PASSAGE TO READ:
+ + +
8.           Remedies.  Upon the occurrence of any Event of Default specified in Section 7(g) or 7(h) above, the principal amount of this Note together with accrued interest thereon shall become immediately due and payable, without presentment, demand, notice, protest or other requirements of any kind (all of which are hereby expressly waived by Makers).  Upon the occurrence and during the continuance of any other Event of Default Payee may, by written notice to Makers, declare the principal amount of this Note together with accrued interest thereon to be due and payable, and the principal amount of this Note together with such interest shall thereupon immediately become due and payable without presentment, further notice, protest or other requirements of any kind (all of which are hereby expressly waived by Makers).  In either case Payee may, in addition to exercising any other rights and remedies it may have, exercise those rights of set off provided for in Section 10(c).  Demand for payment may be made whether or not any of the foregoing events shall have occurred if the principal amount of this Note is payable on demand.
 
9.           Definitions.  The following terms used in this Note shall have the following meanings (and any of such terms may, unless the context otherwise requires, be used in the singular or the plural depending on the reference):
 
Business Day” means any day other than a Saturday, Sunday or legal holiday under the laws of the State of Delaware or any other day on which banking institutions located in such state are authorized or required by law or other governmental action to close.
 
Event of Default” means any of the events set forth in Section 7.
 
Guarantor” means O2 Diesel Europe Plc, a company incorporated under the laws of Ireland, and its permitted successors and assigns under the Guaranty.
 
Guaranty” means the Guaranty, dated as of June 22, 2009 by Guarantor in favor of Payee, as the same may be amended, supplemented or otherwise modified from time to time.
 
 
 

 
 
Person” means any individual, partnership, limited liability company, joint venture, firm, corporation, association, bank, trust or other enterprise, whether or not a legal entity, or any government or political subdivision or any agency, department or instrumentality thereof.
 
Security Agreement” means the Security Agreement dated as of June 22, 2009 among Makers and Payee, as the same may be amended, supplemented or otherwise modified from time to time.
 
10.           Miscellaneous.
 
(a)           Except as otherwise expressly provided herein, all notices and other communications provided for hereunder shall be in writing (including telefacsimile communication) and mailed, telecopied, or delivered as follows: if to Maker, at its address specified opposite its signature below; and if to Payee, at
 
Energenics Holdings Pte Ltd.
+ + +
DIRECTIVE A:
Answer these questions about the promissory note excerpt:
(i) Which Event of Default sections make the note immediately due and payable without any notice from Payee?
(ii) Under the laws of which state are legal holidays excluded from the definition of "Business Day"?
(iii) Under the laws of which country is the Guarantor incorporated?

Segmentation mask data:
+ + +
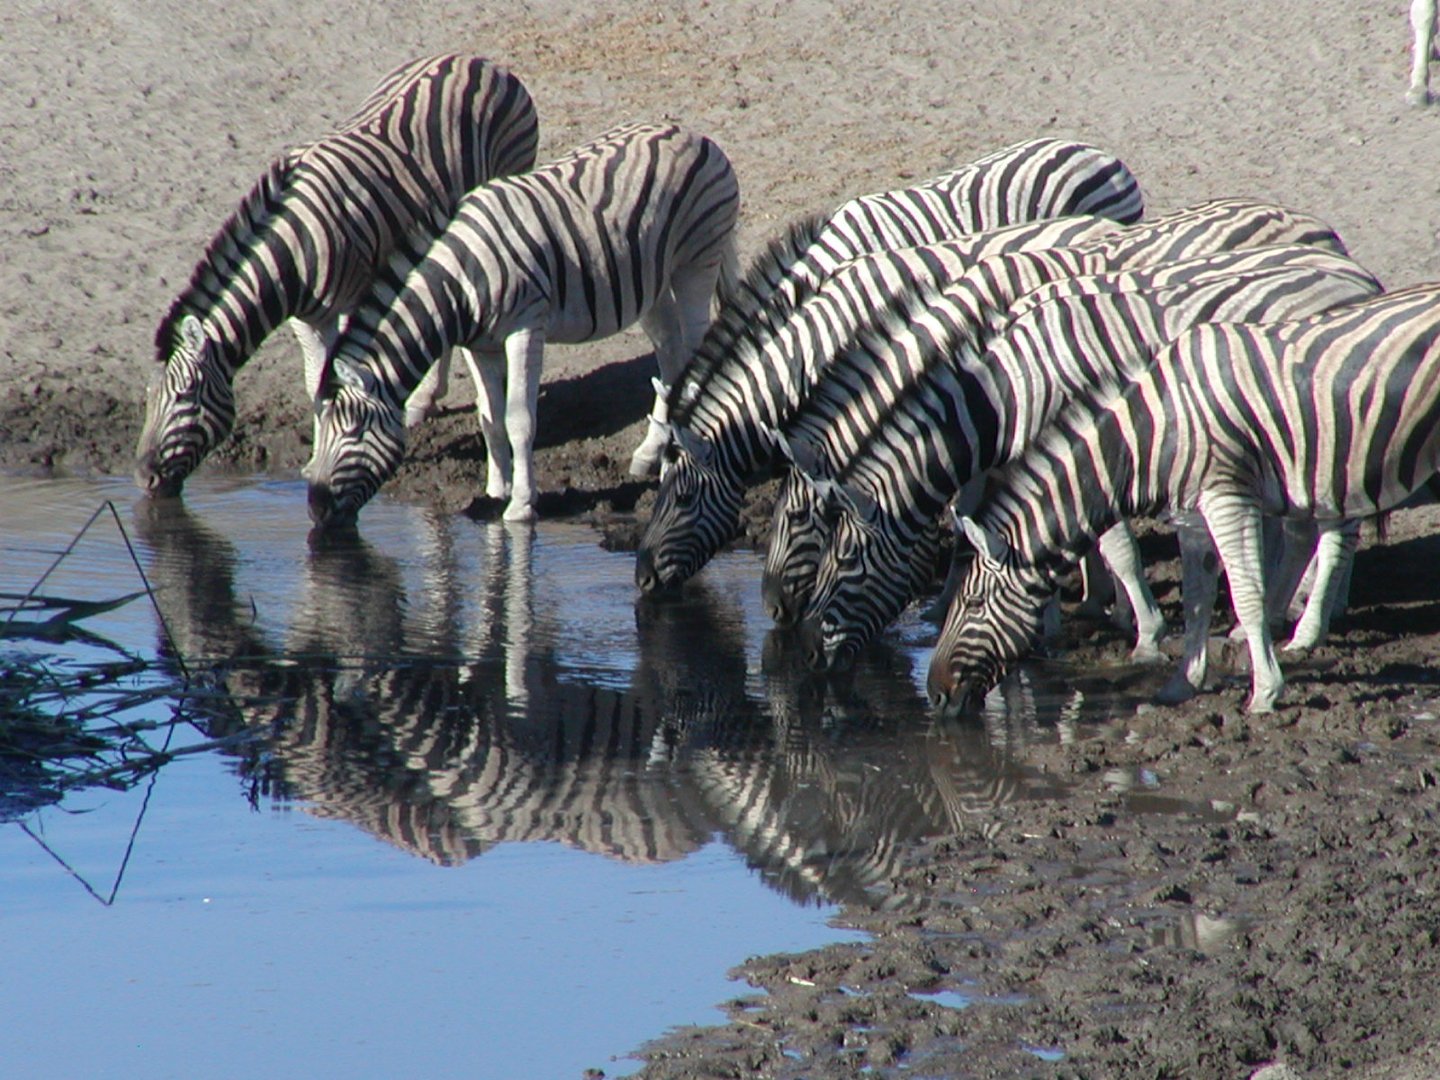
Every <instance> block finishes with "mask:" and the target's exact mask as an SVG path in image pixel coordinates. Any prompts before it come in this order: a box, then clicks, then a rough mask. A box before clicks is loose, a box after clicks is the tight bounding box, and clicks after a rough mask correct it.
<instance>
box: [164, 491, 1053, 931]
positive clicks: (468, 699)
mask: <svg viewBox="0 0 1440 1080" xmlns="http://www.w3.org/2000/svg"><path fill="white" fill-rule="evenodd" d="M408 520H409V521H413V523H415V530H416V536H415V539H413V540H406V541H405V549H406V550H408V552H410V553H413V556H412V559H410V563H409V566H406V564H403V563H400V562H397V560H396V559H393V557H390V556H389V554H386V553H383V552H380V550H377V549H374V547H372V546H370V544H367V543H366V541H363V540H360V539H359V537H353V539H350V540H347V541H344V543H325V544H323V546H318V547H315V549H314V550H312V552H311V553H310V556H308V557H307V560H305V563H304V566H302V569H301V580H300V582H298V588H297V589H295V590H294V595H295V596H297V598H298V600H297V605H295V609H294V613H292V616H291V618H289V621H288V624H287V625H285V626H284V628H282V629H278V631H276V629H268V628H266V626H265V625H264V621H261V619H258V618H256V612H255V609H253V608H252V605H251V603H249V600H248V599H246V586H245V582H243V576H245V562H243V560H242V556H240V553H239V552H238V550H236V546H235V544H232V543H230V540H228V539H226V537H225V536H222V534H220V533H217V531H215V530H213V528H210V527H209V526H207V524H206V523H204V521H203V520H200V518H199V517H197V516H196V513H194V511H192V510H187V508H186V507H184V505H183V504H176V505H170V504H153V505H148V507H145V508H144V514H143V516H141V518H140V531H141V536H143V539H144V540H145V543H147V546H148V547H150V549H151V553H153V554H151V566H150V573H151V577H153V580H154V583H156V586H157V589H158V602H160V606H161V611H163V612H164V615H166V619H167V624H168V626H170V632H171V634H173V636H174V642H176V647H177V648H179V651H180V654H181V655H183V657H184V658H186V662H187V665H189V667H190V668H192V670H199V671H203V672H204V674H206V677H207V678H210V680H212V681H215V683H216V684H217V685H220V687H223V688H225V690H228V691H229V693H230V694H232V697H233V701H235V711H233V730H240V729H249V730H253V732H256V733H259V736H261V740H259V742H258V743H253V744H251V746H249V747H248V749H245V750H243V752H242V753H243V755H245V757H243V759H242V763H240V773H242V775H243V776H246V778H248V779H251V782H252V785H253V788H255V795H256V796H261V795H265V796H269V798H274V799H276V801H279V802H287V801H291V799H297V801H302V802H305V804H307V809H308V811H310V812H312V814H315V815H318V816H327V818H337V819H343V821H348V822H351V824H353V825H357V827H359V828H361V829H364V831H367V832H370V834H372V835H374V837H377V838H380V840H384V841H386V842H390V844H395V845H396V847H400V848H403V850H406V851H410V852H413V854H416V855H420V857H423V858H426V860H431V861H433V863H436V864H442V865H456V864H461V863H465V861H468V860H472V858H475V857H477V855H481V854H482V852H485V851H487V850H488V848H491V847H494V845H497V844H503V842H514V841H559V842H563V844H567V845H570V847H575V848H580V850H585V851H590V852H596V854H603V855H606V857H611V858H616V860H622V861H626V863H660V861H672V860H680V858H683V857H685V855H688V854H690V852H693V851H697V850H698V848H701V847H704V845H706V844H708V842H711V841H713V840H714V838H717V837H719V838H720V840H723V841H724V842H727V844H729V845H730V847H732V848H733V850H734V851H737V852H739V854H740V855H742V857H743V858H744V860H746V863H747V864H749V865H750V867H753V868H755V870H756V871H757V873H759V874H760V877H762V880H765V881H766V883H768V884H769V886H772V887H773V888H776V890H778V891H780V893H783V894H785V896H788V897H791V899H793V900H796V901H799V903H811V901H819V900H825V901H851V903H865V904H877V903H878V904H886V906H903V904H909V903H912V900H910V899H909V897H904V896H899V894H896V891H894V887H893V886H891V884H890V881H891V878H893V877H894V871H896V870H897V868H899V867H900V865H901V864H903V860H904V855H906V852H907V851H909V848H910V847H912V845H913V844H914V842H917V841H922V840H924V838H929V837H936V835H946V834H952V832H955V831H956V829H959V828H962V827H963V828H965V829H966V831H972V829H973V828H975V827H976V822H978V821H979V822H984V821H985V819H988V816H994V814H995V809H996V806H998V805H999V804H1004V802H1008V801H1012V799H1017V798H1037V796H1050V795H1054V793H1056V792H1054V789H1051V788H1048V786H1047V783H1048V782H1047V780H1044V779H1043V778H1040V775H1038V773H1037V772H1035V770H1028V769H1025V766H1024V763H1022V752H1024V746H1025V739H1024V737H1015V734H1014V733H1008V732H1007V730H1005V724H1004V723H1001V724H999V726H998V727H994V726H992V727H991V729H986V726H984V724H971V723H942V724H936V723H935V721H933V720H932V719H930V717H929V716H927V714H926V704H924V701H923V698H922V696H920V691H919V688H917V685H916V680H914V677H913V672H912V671H910V662H912V661H910V660H909V658H907V657H903V655H900V654H886V652H883V651H880V649H876V651H873V652H871V654H867V658H865V661H864V662H863V664H860V665H858V667H857V670H855V671H854V672H852V675H851V677H850V681H848V684H847V685H845V687H842V688H840V687H835V685H825V684H822V683H816V681H815V677H812V675H811V674H809V672H806V671H804V665H802V664H799V662H798V661H796V660H795V657H793V655H792V654H791V651H789V649H788V648H786V647H785V645H783V644H780V645H779V647H772V648H769V649H766V662H765V665H763V667H762V668H760V670H756V665H755V661H753V658H755V655H756V654H757V652H759V648H757V644H756V641H755V636H756V631H755V629H752V628H753V625H755V624H756V622H757V618H756V613H753V612H747V611H746V609H743V608H742V606H740V603H739V599H737V596H736V590H733V589H724V588H710V586H707V585H706V583H701V582H693V583H691V586H690V588H687V590H685V592H684V593H681V595H680V596H675V598H664V599H657V598H641V599H639V602H638V605H636V608H635V626H634V632H635V638H634V644H635V652H634V664H632V665H631V660H632V658H631V655H629V654H628V652H626V647H628V644H629V639H628V628H626V626H624V625H622V626H619V628H616V629H618V635H616V641H621V642H622V644H621V645H618V647H612V652H613V655H612V657H606V660H611V661H612V664H611V668H609V670H605V668H603V667H602V665H596V664H595V661H593V660H583V661H580V660H576V657H577V651H583V649H586V648H592V644H590V642H589V641H577V639H576V636H577V635H576V634H575V629H573V626H572V628H570V629H569V631H567V629H566V625H564V622H563V621H564V618H566V611H564V605H563V603H560V596H559V593H557V589H560V588H570V589H573V580H570V579H569V577H567V576H566V575H550V573H549V569H547V566H546V562H544V559H546V556H547V553H546V550H544V547H546V544H547V537H546V534H544V533H539V534H537V533H536V531H534V530H530V528H526V527H520V528H516V527H514V526H505V524H501V523H492V524H482V526H477V524H474V523H469V521H467V520H464V518H451V517H444V516H435V514H429V516H428V514H422V513H419V511H416V513H415V514H412V516H409V517H408ZM467 530H478V531H480V533H481V536H480V540H481V541H482V543H481V544H480V546H478V547H480V552H478V556H477V550H475V549H477V544H475V540H477V537H475V536H467ZM477 557H478V560H480V562H478V564H477V562H475V560H477ZM612 562H613V563H615V569H616V575H615V577H616V582H615V583H616V586H622V585H624V580H625V577H626V570H628V566H626V562H628V560H625V559H624V557H615V559H613V560H612ZM537 567H539V570H537ZM287 585H288V583H285V582H275V580H271V582H266V583H265V585H264V588H266V589H274V588H285V586H287ZM600 585H603V582H600ZM570 616H572V618H575V615H573V612H572V613H570ZM582 618H583V613H582ZM585 625H590V624H585ZM600 631H602V632H606V631H605V629H603V628H600ZM593 648H600V649H603V648H605V644H603V642H602V644H600V645H593ZM626 668H629V670H626Z"/></svg>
+ + +
DIRECTIVE B: Can you repeat the records from their first line through the line containing "positive clicks: (468, 699)", with both ends included and the picture left out?

ANSWER A:
(i) Section 7(g) or 7(h)
(ii) Delaware
(iii) Ireland

ANSWER B:
Every <instance> block finishes with "mask:" and the target's exact mask as an SVG path in image pixel coordinates. Any prompts before it come in this order: a box, then clicks, then a rough mask. A box before clicks is loose, a box after clicks is the tight bounding box, and clicks after a rough mask correct it.
<instance>
box: [164, 491, 1053, 931]
positive clicks: (468, 699)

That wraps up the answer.